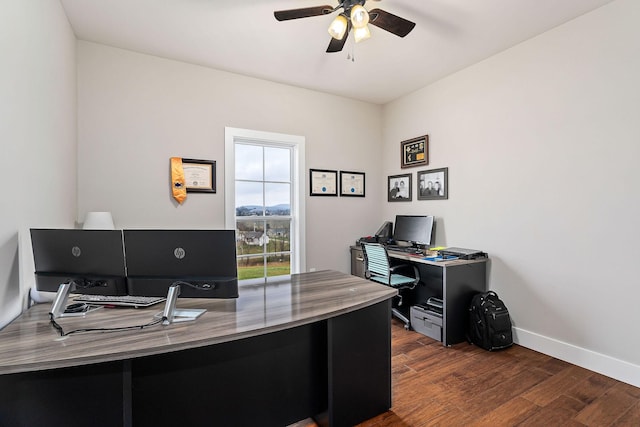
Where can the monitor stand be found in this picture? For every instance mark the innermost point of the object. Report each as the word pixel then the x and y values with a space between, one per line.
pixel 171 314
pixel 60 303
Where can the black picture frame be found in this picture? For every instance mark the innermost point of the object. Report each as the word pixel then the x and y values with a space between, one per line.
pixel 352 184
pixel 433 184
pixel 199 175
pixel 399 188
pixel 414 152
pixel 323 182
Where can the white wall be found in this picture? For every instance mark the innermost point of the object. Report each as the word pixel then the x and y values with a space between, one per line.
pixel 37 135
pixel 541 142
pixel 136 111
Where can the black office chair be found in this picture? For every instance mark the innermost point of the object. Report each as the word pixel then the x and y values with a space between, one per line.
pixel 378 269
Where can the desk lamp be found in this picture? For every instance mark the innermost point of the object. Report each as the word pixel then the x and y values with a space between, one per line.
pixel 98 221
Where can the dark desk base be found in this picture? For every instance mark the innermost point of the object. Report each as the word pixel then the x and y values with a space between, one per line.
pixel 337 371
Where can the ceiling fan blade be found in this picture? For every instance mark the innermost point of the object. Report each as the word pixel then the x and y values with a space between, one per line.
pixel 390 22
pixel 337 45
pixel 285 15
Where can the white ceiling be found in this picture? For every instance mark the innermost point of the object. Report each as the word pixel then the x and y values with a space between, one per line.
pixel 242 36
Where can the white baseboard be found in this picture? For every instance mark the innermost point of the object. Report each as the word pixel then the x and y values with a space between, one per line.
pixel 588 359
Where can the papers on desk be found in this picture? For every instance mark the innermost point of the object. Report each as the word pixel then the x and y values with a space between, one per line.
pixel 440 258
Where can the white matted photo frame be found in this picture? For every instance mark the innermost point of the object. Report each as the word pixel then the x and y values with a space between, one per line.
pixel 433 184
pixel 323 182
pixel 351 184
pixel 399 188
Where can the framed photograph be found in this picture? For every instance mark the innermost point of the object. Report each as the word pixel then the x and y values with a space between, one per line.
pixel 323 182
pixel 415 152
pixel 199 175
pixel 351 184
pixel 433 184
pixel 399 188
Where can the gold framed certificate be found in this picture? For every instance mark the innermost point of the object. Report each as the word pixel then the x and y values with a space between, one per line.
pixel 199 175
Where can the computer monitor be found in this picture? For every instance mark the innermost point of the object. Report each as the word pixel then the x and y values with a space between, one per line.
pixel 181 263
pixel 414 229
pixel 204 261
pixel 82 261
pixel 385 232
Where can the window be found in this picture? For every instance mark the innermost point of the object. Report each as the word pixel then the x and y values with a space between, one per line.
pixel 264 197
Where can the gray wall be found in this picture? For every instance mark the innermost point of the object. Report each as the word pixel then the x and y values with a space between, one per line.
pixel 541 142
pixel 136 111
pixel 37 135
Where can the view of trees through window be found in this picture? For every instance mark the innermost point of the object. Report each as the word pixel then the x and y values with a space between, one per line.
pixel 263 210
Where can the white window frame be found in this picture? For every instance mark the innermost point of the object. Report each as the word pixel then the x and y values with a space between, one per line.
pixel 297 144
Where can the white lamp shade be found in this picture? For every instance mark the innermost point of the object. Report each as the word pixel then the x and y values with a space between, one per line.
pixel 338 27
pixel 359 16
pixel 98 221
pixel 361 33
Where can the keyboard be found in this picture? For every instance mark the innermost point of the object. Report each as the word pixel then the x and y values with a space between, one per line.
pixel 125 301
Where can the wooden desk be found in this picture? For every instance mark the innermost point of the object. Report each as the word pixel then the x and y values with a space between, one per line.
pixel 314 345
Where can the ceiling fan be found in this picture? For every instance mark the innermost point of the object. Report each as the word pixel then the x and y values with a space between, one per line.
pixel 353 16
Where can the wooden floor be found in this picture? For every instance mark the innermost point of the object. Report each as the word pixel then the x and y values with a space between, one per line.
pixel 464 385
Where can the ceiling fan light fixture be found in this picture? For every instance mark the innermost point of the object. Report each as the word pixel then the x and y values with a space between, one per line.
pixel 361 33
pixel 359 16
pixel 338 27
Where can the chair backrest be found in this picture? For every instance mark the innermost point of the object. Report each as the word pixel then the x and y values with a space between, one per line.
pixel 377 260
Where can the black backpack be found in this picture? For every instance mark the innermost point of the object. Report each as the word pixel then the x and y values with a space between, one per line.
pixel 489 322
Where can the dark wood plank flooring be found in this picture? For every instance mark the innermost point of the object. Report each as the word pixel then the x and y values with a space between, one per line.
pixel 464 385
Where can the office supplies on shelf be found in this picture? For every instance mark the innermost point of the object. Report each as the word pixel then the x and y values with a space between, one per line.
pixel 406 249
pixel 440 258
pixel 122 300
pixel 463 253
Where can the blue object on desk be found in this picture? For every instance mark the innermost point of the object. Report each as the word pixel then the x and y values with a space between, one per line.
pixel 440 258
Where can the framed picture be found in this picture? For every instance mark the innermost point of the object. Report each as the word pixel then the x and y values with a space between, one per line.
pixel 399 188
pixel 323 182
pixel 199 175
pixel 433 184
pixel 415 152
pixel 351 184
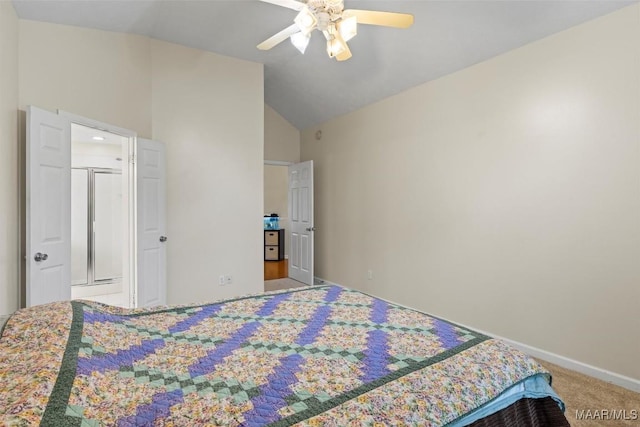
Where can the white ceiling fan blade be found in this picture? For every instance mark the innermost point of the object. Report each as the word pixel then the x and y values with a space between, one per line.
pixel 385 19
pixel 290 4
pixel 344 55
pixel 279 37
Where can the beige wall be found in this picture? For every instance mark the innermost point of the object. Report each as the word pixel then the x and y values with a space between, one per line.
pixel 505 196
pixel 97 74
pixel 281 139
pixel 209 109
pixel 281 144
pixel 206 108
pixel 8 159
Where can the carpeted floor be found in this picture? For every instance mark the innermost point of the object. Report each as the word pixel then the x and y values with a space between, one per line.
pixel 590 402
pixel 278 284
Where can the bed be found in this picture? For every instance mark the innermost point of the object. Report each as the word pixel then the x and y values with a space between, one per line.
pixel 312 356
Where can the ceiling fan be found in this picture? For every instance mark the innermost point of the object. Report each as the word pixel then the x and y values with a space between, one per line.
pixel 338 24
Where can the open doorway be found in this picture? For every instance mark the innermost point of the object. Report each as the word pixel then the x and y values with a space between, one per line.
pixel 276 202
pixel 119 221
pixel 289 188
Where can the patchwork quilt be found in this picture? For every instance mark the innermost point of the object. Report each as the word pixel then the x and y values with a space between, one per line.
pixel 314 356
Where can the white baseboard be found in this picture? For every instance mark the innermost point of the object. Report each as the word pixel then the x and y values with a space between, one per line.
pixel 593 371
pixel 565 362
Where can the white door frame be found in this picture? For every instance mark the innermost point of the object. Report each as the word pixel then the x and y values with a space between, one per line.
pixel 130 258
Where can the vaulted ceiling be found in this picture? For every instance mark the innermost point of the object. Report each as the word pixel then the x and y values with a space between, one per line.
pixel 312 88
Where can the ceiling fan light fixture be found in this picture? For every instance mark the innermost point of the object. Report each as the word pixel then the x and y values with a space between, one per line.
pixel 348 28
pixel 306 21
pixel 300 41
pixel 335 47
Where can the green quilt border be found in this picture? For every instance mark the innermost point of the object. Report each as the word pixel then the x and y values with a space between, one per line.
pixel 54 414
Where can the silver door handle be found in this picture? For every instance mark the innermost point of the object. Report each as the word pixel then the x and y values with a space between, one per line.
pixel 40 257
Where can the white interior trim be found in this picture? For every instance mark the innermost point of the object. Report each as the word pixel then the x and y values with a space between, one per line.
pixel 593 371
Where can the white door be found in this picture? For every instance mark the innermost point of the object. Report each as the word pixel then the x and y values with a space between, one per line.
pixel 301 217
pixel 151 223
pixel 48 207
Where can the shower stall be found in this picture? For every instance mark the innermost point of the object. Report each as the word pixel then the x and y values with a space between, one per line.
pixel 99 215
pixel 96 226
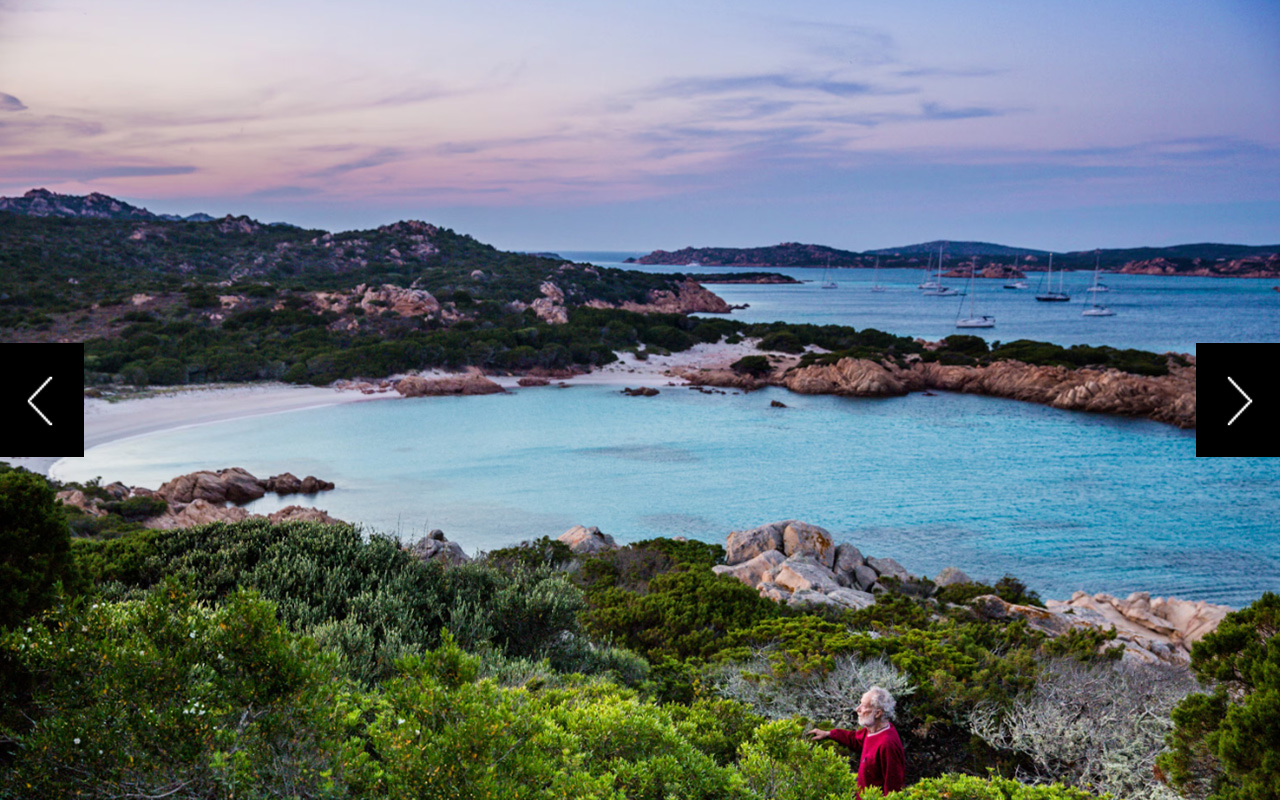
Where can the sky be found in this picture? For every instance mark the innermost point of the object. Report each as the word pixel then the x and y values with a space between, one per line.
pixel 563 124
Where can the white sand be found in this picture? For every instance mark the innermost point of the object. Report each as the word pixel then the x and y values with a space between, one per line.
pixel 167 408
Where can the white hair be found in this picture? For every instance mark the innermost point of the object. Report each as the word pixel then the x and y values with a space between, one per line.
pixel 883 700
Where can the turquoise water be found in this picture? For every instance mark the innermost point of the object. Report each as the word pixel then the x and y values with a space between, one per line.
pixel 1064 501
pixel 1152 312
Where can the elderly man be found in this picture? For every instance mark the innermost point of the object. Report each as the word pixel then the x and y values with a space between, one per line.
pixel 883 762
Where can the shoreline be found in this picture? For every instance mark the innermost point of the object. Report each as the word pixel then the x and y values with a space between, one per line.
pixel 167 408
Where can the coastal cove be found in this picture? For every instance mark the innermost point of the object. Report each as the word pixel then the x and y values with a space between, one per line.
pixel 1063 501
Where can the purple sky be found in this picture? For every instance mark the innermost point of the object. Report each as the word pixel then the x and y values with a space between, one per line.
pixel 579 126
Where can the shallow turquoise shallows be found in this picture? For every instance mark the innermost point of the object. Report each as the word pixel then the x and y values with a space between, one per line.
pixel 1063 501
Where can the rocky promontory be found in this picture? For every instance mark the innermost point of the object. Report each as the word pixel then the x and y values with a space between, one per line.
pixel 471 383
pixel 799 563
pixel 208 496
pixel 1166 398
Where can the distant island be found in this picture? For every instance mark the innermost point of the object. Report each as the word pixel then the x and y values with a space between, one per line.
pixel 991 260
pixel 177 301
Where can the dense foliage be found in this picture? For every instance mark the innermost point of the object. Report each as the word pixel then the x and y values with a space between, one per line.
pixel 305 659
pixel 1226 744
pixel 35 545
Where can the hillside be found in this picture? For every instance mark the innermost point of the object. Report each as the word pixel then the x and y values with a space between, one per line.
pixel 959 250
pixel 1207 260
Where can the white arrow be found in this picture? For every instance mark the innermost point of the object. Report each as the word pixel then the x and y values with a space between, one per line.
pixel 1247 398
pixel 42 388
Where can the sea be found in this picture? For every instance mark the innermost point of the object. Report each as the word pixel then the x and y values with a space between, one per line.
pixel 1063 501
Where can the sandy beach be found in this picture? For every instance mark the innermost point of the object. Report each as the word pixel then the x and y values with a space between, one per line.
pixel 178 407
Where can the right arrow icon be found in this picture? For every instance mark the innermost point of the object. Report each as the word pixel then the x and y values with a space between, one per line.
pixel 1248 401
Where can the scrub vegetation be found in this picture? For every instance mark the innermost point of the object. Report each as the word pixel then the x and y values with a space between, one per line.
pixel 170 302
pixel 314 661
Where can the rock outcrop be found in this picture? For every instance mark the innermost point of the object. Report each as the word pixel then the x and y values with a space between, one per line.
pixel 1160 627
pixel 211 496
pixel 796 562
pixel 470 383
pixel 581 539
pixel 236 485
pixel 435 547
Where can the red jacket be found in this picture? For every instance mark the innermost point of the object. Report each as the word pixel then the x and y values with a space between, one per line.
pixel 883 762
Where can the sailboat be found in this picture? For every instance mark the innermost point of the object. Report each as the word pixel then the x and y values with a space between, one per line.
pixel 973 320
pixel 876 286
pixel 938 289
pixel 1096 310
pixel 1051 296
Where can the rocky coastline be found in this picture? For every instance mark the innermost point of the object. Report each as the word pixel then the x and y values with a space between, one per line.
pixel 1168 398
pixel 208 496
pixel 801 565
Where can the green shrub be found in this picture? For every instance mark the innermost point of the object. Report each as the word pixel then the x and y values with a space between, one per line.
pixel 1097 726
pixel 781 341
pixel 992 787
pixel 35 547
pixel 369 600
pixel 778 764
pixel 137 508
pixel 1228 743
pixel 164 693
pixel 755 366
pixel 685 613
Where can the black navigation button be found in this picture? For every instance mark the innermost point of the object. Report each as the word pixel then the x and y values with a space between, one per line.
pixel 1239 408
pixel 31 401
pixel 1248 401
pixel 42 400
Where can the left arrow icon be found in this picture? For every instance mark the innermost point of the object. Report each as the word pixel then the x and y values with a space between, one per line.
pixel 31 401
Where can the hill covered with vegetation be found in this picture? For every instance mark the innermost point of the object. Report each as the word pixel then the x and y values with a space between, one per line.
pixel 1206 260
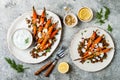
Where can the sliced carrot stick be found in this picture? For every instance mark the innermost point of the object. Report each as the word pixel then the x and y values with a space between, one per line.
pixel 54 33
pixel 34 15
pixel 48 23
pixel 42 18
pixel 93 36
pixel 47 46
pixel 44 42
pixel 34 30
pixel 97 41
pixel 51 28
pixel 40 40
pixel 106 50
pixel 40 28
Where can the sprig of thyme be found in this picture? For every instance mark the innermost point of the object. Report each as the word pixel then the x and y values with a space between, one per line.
┄┄┄┄┄┄┄┄┄┄
Stated exercise —
Can you convert the lines above, from the line with "Where can the white door frame" to the line with "pixel 54 414", into a Markdown table with the columns No. and Line, numbering each row and leaving out blank lines?

Correct result —
| No. | Line |
|---|---|
| 1 | Where can the white door frame be found in this picture? For every instance mark the innermost point of the object. Report each as the word pixel then the x and y values with a space between, one per line. |
| 2 | pixel 130 258 |
| 3 | Where can the vaulted ceiling be found in this picture? For every instance mark the innermost point of the object. Report each as the word pixel then the x and y values with a space between, one per line. |
| 4 | pixel 312 88 |
| 5 | Where can the ceiling fan light fixture be found in this picture? For every instance mark the innermost point of the object. Report each as the word pixel then the x and y values with a space between, one per line. |
| 6 | pixel 348 28 |
| 7 | pixel 306 21 |
| 8 | pixel 300 41 |
| 9 | pixel 335 47 |
| 10 | Where can the green quilt border be found in this picture? For every instance mark the innermost point of the object. Report each as the word pixel then the x and y values with a space between, one per line. |
| 11 | pixel 54 414 |